WRITTEN TASK 1:
In the records, copy out the stretch from the line containing "Mark the region of each instance of the pine" through the line containing "400 149 L 412", both included, reproducing each line without change.

───── DOCUMENT SECTION ─────

Attribution Improvements

Captum 0.3.0 has added improvements to existing attribution methods including:

LayerActivation and LayerGradientXActivation now support computing attributions for multiple layers simultaneously. (PR #456).
Neuron attribution methods now support providing a callable to select or aggregate multiple neurons for attribution, as well as slices to select a range of neurons. (PR #490, #495). The parameter name neuron_index has been deprecated and is replaced by neuron_selector, which supports either indices or a callable.
Feature ablation and feature permutation now allow attribution with respect to multiple batch-aggregate scalars (e.g.loss) simultaneously (PR #425).
Most attribution methods now support a multiply_by_inputs argument. For attribution methods which include a multiplier of inputs or inputs - baselines, this argument selects whether these multipliers should be incorporated or left out to obtain marginal attributions. (PR #432)
Methods accepting internal batch size were updated to generate batches lazily rather than splitting an expanded input tensor, eliminating memory constraints when experimenting with a large number of steps. (PR #333).

Captum Insights

New attribution methods in Captum Insights:
- Feature Ablation (PR #319)
- Occlusion (PR #369)

Bug Fixes

Providing target as a list with inputs on CUDA devices now works appropriately. (Issue #316, PR #317)
DeepLift issues with DataParallel models, particularly when providing additional forward args or multiple targets, have been fixed. (PR #335)
Hooks added within an attribution method were previously not being removed if the attribution method encountered an exception before removing the hook. All hooks are now removed even if an exception is raised during attribution. (PR #340)
LayerDeepLift was fixed to avoid applying hooks on the target layer when attributing layer output, which caused incorrect results or errors with some non-linearities (Issue #382, PR #390, #415).
Non-leaf tensor gradient warning when using NoiseTunnel with Saliency has been fixed. (Issue #421, PR #426)
Text visualization helpers now have option to display legend. (Issue #401, PR #403)
Image visualization helpers fixed to normalize even if outlier threshold is close to 0 (Issue #393, PR #458).

v0.2.0

4 years ago

The second release, v0.2.0, of Captum adds a variety of new attribution algorithms as well as additional tutorials, type hints, and Google Colab support for Captum Insights.

─────

WRITTEN TASK 2:
According to the release notes, what parameter name replaces the deprecated neuron_index?

───── INFORMATION GIVEN ─────

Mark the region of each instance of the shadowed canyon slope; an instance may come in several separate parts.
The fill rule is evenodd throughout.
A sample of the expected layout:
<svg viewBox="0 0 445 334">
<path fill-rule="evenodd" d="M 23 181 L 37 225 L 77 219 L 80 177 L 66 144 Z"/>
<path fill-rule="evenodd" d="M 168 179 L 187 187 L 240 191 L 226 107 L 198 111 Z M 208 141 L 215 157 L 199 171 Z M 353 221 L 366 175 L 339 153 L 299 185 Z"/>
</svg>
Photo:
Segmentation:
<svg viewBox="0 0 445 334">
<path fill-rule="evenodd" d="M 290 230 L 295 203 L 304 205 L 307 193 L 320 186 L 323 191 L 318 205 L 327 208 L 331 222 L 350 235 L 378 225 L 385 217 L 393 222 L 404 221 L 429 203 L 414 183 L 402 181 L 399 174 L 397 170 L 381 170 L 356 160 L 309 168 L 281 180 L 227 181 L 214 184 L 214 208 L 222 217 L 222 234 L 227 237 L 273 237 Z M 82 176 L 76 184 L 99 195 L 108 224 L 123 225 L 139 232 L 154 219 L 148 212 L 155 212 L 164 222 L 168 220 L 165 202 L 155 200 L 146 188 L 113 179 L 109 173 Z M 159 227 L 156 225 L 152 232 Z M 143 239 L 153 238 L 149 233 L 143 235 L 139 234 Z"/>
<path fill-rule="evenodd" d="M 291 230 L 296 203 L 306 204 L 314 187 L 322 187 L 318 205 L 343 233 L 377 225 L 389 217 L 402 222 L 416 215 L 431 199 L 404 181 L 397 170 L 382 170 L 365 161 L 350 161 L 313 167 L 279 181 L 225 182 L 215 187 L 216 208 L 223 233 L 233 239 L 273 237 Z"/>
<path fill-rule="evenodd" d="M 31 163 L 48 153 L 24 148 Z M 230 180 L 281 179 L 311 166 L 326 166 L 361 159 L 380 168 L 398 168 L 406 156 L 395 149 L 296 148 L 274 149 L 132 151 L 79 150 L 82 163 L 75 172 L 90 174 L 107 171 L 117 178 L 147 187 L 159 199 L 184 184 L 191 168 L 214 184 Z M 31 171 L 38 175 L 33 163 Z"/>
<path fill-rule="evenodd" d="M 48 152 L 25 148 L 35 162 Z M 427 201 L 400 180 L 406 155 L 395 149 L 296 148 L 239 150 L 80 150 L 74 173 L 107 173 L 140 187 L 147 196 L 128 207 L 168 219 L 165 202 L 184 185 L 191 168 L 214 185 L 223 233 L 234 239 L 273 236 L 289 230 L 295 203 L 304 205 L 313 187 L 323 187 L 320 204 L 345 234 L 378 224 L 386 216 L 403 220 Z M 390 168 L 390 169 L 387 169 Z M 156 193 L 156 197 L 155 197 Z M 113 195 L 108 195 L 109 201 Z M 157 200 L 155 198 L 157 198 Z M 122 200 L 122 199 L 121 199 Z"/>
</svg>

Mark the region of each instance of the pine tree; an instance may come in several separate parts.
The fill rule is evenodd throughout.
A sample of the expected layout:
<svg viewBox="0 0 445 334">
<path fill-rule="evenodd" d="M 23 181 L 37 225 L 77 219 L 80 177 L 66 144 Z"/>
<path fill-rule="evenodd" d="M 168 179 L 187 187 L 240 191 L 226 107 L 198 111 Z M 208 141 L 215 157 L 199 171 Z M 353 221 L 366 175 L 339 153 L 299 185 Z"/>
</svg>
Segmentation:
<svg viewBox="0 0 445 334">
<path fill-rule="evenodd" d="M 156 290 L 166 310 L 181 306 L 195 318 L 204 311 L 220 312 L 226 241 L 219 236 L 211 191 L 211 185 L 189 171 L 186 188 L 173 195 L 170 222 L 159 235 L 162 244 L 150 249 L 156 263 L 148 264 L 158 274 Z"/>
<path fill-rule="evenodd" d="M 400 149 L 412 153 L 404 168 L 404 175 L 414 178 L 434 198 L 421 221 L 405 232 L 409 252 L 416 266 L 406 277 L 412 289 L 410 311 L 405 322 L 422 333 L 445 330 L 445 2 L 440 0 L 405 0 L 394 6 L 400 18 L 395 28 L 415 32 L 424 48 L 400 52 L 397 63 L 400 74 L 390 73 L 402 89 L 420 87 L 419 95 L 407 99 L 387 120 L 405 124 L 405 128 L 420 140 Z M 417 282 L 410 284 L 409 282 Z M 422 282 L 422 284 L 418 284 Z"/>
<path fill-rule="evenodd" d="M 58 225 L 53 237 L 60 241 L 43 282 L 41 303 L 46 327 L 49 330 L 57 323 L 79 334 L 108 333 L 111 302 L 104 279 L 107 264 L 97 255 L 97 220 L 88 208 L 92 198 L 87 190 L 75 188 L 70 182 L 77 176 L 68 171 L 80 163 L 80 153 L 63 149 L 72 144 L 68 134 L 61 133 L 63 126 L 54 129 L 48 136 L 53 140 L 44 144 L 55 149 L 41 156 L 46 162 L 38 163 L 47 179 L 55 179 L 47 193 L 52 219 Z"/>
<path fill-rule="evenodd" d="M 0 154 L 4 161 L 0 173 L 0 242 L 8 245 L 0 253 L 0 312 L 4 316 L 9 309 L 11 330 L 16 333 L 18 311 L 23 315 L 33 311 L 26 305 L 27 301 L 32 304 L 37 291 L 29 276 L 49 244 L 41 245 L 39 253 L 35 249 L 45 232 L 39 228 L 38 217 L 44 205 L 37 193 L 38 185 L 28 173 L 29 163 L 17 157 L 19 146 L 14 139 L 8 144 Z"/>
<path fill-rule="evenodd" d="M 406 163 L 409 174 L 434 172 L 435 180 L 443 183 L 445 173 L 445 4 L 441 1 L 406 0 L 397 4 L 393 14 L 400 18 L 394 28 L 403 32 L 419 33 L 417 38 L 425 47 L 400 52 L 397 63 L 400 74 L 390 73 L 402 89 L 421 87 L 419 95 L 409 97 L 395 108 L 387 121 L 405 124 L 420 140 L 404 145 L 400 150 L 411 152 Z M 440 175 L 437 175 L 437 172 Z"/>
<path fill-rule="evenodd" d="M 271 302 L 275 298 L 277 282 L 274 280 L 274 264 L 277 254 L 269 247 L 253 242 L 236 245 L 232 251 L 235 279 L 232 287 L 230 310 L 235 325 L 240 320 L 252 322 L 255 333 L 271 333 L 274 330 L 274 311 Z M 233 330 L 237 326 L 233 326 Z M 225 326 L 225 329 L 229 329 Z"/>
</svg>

─────

FINAL RESULT 1:
Mark the region of each instance of the pine tree; an instance may come in several separate parts.
The fill rule is evenodd throughout.
A sample of the expected layout:
<svg viewBox="0 0 445 334">
<path fill-rule="evenodd" d="M 23 181 L 37 225 L 77 219 L 80 177 L 66 144 Z"/>
<path fill-rule="evenodd" d="M 168 179 L 187 187 L 240 191 L 226 107 L 198 111 Z M 208 141 L 215 157 L 199 171 Z M 353 221 L 366 175 L 339 153 L 299 185 Z"/>
</svg>
Segmentation:
<svg viewBox="0 0 445 334">
<path fill-rule="evenodd" d="M 156 290 L 166 310 L 181 306 L 195 318 L 204 311 L 220 312 L 226 241 L 219 236 L 211 191 L 211 185 L 189 171 L 186 188 L 173 195 L 170 222 L 159 235 L 162 244 L 150 249 L 156 263 L 148 264 L 158 274 Z"/>
<path fill-rule="evenodd" d="M 400 149 L 412 153 L 404 168 L 404 175 L 414 178 L 434 198 L 421 221 L 405 232 L 409 252 L 416 266 L 406 277 L 412 289 L 410 311 L 405 322 L 422 333 L 445 330 L 445 2 L 440 0 L 405 0 L 394 6 L 400 18 L 395 28 L 415 32 L 424 48 L 400 52 L 397 63 L 400 74 L 390 73 L 402 89 L 420 87 L 419 95 L 407 99 L 387 120 L 405 124 L 405 128 L 420 140 Z M 417 282 L 410 284 L 409 282 Z M 422 282 L 422 284 L 418 284 Z"/>

FINAL RESULT 2:
neuron_selector